Provided text:
= 1910s in Bulgaria =

The 1910s in the Kingdom of Bulgaria.

== Incumbents ==
- Tsar of Bulgaria:
  - Ferdinand I (1887–1918)
  - Boris III (1918–1943)
- Prime Minister of Bulgaria:
  - Aleksandar Malinov (1908–1911)
  - Ivan Evstratiev Geshov (1911–1913)
  - Stoyan Danev (1913)
  - Vasil Radoslavov (1913–1918)
  - Aleksandar Malinov (1918)
  - Teodor Teodorov (1918–1919)
  - Aleksandar Stamboliyski (1919–1923)

== Events ==

=== 1910 ===

- The Ruse blood wedding occurs.

=== 1911 ===

- 4 September – The People's Party-Progressive Liberal Party alliance wins 190 of the 213 seats in the parliament following parliamentary elections. Voter turnout is 47.2%.

=== 1912 ===

- The First Balkan War begins.

Detection examples:
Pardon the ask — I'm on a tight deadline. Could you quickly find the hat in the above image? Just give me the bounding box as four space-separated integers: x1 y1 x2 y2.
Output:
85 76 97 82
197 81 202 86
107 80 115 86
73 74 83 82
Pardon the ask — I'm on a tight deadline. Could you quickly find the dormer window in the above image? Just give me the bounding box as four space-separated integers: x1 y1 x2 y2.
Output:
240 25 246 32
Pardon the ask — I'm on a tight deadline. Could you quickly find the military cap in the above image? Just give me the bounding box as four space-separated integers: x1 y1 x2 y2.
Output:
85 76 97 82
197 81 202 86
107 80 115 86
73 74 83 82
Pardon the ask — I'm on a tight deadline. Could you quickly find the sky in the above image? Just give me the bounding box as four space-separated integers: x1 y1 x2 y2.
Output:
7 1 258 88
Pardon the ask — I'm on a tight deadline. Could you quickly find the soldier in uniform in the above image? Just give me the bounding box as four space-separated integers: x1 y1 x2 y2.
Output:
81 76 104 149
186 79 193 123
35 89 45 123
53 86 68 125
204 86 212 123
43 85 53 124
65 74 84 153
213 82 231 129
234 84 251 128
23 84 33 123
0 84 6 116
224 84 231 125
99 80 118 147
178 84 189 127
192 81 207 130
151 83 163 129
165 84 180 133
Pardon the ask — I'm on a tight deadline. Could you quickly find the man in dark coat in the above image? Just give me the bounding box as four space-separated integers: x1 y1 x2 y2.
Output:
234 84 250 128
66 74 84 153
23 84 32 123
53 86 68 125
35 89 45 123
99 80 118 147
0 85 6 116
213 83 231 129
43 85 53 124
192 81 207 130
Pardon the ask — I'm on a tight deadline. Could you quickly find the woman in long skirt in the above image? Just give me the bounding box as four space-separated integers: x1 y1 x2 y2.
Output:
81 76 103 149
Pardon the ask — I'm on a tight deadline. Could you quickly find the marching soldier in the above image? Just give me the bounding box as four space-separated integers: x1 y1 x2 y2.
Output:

The tasks:
A. Using the text on Bulgaria in the 1910s, decide whether each statement agrees with it, answering yes or no and quoting the words that decide it. (i) Boris III became Tsar of Bulgaria in 1918. (ii) Stoyan Danev was Prime Minister from 1911 to 1913. (iii) More than half of voters turned out for the 1911 parliamentary elections.
B. Answer these questions from the text on Bulgaria in the 1910s.
(i) What event is listed for 1910?
(ii) How many parliamentary seats did the People's Party-Progressive Liberal Party alliance win in 1911?
(iii) Who was Prime Minister of Bulgaria from 1919 to 1923?
C. Carry on the text on Bulgaria in the 1910s from the point where it stops.
These lines have no connection to the text on Bulgaria in the 1910s.

Answers to the exercises:
A.
(i) Yes: "Boris III (1918–1943)"
(ii) No: "Stoyan Danev (1913)"
(iii) No: "Voter turnout is 47.2%."

B.
(i) The Ruse blood wedding.
(ii) 190 of the 213 seats.
(iii) Aleksandar Stamboliyski.

C.
=== 1913 ===

- 24 November – Parliamentary elections are held, resulting in a victory for the Liberal Concentration. Liberal Concentration, an alliance of the Liberal Party (Radoslavists), the People's Liberal Party and the Young Liberals Party, between them win 88 of the 204 seats in the parliament. Voter turnout is 55.0%.

=== 1914 ===

- 23 February – Parliamentary elections are held in the country. The result was a victory for the Liberal Concentration. It wins 126 of the 245 seats in the parliament. Voter turnout is 67.1%.
- July 28 – Bulgaria declares "strict and loyal neutrality"

=== 1915 ===

- 11 – 30 September – The mobilization of the Bulgarian Army on the eve of the Kingdom of Bulgaria's entry into World War I takes place.

=== 1916 ===

- 5 – 7 September – The Battle of Bazargic takes place.

=== 1917 ===

- Undated - Women's food riots begin 1917 and continue until the end of World War I.
- April 22 ~ May 9 - The Battle of Doiran is fought between the United Kingdom and Bulgaria during World War I.
- June - Greece declares war on Bulgaria.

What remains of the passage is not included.